(Point annotations for photos)
========================================================================

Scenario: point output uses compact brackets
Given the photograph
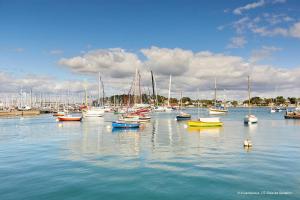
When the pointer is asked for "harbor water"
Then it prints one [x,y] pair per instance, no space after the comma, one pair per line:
[44,159]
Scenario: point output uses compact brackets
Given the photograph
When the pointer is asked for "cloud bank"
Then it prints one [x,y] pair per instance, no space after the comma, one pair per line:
[190,70]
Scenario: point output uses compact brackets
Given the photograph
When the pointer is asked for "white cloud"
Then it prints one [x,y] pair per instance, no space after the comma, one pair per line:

========================================================================

Can you copy all of the data above word for word, leaving out the pictures?

Scenario: point output uses compact brackets
Given the photograph
When the pointer is asked for "harbor water"
Then it prints one [x,y] pair per instance, no space after the comma, one pair per line:
[44,159]
Scenario: point output uses compact brackets
Given the photograph
When the pointer is asked for "cloud bank"
Then it prints one [x,y] pair per instance, no space after the comma, one pair per line:
[190,70]
Scenario: point output uses compact brackets
Given the photograph
When the pointer is asked for "white cloud"
Then it prints one [x,y] pair per instance, no space after the comma, one pair per line:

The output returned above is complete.